**What is needed**
Return all lines in the material below that contain "instance".

**Source material**
Start of Block
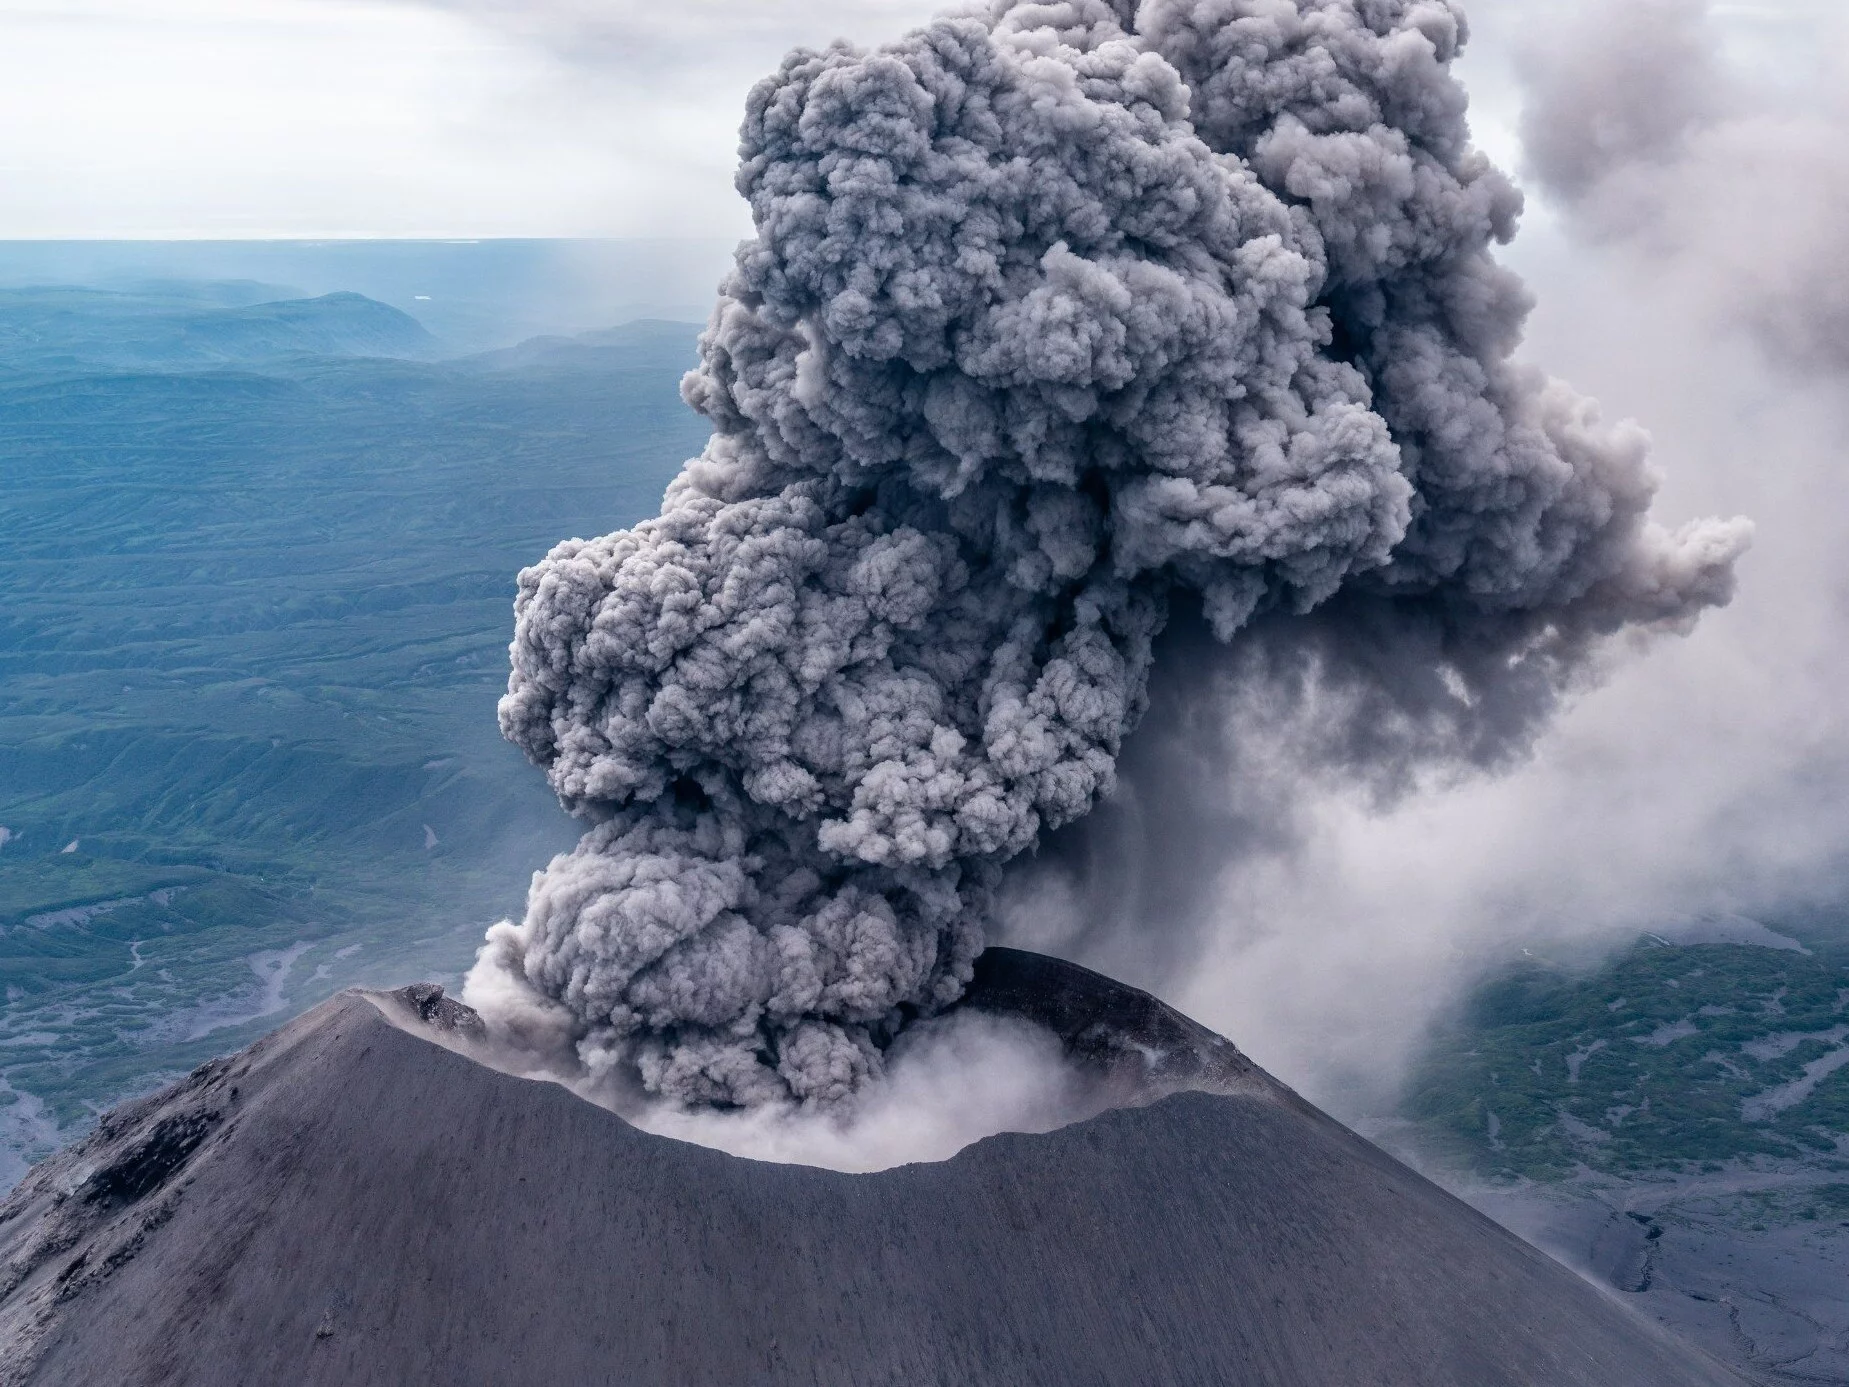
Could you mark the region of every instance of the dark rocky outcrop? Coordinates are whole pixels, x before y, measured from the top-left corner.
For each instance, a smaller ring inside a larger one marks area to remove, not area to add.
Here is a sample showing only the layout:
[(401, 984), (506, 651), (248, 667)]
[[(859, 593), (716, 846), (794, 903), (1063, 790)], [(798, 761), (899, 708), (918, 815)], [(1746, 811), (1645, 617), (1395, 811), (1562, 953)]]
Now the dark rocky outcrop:
[(445, 997), (443, 989), (433, 982), (414, 982), (409, 987), (386, 993), (385, 998), (388, 1004), (396, 1003), (407, 1009), (433, 1030), (451, 1031), (459, 1037), (477, 1040), (487, 1034), (488, 1028), (472, 1008), (465, 1007), (454, 997)]
[(997, 951), (967, 1005), (1153, 1101), (843, 1175), (342, 994), (0, 1206), (0, 1382), (1737, 1387), (1146, 994)]
[(1224, 1036), (1140, 988), (1064, 959), (985, 949), (958, 1005), (1018, 1016), (1053, 1032), (1069, 1058), (1116, 1090), (1120, 1105), (1182, 1089), (1302, 1102)]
End of Block
**Finished exercise**
Could you mark the region of every instance of the dark rocky outcrop? Coordinates are whole pixels, x before y, measured from the top-left corner.
For each instance, a smaller ring inside a larger one marks area to remove, not area to add.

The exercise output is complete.